• **Required task**: From the rows below, pull out every line that contains the string "cloud", treating uppercase and lowercase letters as different.

---- Records to process

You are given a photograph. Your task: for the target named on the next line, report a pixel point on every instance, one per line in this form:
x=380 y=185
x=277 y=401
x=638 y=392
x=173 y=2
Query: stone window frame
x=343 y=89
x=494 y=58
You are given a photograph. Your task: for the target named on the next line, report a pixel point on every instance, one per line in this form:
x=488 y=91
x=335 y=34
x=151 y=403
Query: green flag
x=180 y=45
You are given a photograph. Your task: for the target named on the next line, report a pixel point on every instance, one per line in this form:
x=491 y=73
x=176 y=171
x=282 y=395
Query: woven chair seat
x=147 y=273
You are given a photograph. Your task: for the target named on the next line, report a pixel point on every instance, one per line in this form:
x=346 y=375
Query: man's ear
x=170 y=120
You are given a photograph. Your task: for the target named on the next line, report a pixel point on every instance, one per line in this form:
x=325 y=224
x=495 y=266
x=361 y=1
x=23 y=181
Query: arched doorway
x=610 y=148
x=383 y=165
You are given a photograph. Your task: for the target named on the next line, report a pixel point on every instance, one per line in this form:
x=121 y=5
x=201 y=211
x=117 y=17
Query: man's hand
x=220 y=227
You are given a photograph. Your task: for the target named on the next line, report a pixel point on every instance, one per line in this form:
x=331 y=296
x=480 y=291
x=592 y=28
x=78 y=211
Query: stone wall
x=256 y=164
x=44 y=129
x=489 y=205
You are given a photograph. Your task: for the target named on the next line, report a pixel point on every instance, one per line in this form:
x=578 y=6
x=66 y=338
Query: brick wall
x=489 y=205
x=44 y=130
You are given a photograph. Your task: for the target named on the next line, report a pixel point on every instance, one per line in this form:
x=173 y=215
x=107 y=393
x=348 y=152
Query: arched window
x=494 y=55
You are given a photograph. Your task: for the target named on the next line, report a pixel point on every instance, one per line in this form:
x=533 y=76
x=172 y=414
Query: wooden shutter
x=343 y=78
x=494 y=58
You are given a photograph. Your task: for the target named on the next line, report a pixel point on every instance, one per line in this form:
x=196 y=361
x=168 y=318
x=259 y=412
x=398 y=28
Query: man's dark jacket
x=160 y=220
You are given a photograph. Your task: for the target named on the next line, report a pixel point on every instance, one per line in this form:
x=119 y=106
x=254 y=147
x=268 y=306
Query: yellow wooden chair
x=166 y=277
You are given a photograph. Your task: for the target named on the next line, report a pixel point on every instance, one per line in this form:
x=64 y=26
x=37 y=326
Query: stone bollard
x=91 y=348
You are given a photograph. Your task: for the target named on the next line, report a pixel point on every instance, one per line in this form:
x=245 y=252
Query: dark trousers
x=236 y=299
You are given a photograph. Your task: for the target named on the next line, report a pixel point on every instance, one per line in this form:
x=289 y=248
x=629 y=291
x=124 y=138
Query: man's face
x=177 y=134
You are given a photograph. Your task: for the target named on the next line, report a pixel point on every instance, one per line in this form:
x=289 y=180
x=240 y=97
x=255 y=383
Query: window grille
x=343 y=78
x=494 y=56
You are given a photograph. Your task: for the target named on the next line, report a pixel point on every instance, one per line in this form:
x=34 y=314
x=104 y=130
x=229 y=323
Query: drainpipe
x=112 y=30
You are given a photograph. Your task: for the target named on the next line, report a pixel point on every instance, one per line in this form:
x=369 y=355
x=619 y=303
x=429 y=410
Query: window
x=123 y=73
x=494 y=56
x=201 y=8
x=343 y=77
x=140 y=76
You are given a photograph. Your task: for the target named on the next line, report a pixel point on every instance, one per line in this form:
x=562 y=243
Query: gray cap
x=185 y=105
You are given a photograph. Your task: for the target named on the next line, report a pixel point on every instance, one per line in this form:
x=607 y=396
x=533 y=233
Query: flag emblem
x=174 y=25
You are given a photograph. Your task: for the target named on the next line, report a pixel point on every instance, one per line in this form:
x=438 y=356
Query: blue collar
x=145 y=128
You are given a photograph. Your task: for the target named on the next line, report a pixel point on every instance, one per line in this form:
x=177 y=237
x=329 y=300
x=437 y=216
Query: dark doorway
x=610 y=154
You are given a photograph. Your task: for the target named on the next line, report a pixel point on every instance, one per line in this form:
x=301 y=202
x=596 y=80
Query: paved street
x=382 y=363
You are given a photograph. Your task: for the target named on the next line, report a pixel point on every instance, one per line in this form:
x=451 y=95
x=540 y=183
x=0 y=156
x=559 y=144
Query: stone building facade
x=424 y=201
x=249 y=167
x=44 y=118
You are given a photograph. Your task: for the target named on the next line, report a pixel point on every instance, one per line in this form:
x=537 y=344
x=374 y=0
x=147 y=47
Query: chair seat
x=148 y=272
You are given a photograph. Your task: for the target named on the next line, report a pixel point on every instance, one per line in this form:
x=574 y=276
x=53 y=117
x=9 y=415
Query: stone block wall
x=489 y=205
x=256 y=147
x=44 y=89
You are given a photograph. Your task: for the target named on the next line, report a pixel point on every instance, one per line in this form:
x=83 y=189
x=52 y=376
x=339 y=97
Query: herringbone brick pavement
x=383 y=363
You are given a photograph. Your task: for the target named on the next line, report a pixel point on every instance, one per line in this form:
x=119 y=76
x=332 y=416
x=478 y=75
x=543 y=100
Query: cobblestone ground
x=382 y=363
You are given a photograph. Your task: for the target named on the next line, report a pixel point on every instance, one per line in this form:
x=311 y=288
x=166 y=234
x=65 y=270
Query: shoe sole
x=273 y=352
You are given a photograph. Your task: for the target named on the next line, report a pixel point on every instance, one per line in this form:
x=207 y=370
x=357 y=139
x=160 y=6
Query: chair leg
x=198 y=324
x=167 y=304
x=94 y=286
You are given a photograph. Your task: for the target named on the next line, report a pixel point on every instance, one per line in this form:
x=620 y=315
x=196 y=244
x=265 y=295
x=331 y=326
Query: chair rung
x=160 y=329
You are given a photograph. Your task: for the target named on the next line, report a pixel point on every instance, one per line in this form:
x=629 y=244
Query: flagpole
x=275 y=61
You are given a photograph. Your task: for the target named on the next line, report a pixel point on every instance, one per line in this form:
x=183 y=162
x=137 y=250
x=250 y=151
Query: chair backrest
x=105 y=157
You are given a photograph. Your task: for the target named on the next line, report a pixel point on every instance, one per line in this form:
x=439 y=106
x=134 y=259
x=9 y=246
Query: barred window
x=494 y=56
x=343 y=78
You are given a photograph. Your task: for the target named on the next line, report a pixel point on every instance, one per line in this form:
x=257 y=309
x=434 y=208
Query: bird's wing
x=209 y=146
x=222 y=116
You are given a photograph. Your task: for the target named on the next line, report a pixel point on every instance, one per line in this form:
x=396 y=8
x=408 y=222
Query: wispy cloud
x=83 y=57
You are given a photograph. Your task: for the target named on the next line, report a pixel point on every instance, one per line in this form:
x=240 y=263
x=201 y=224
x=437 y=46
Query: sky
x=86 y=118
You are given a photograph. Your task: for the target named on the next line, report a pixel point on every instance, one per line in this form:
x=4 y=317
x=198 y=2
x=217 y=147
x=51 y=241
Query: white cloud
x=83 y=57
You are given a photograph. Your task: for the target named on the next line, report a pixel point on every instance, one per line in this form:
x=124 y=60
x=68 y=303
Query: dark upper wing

--------

• **Solution for this problem**:
Query: wispy cloud
Query: white cloud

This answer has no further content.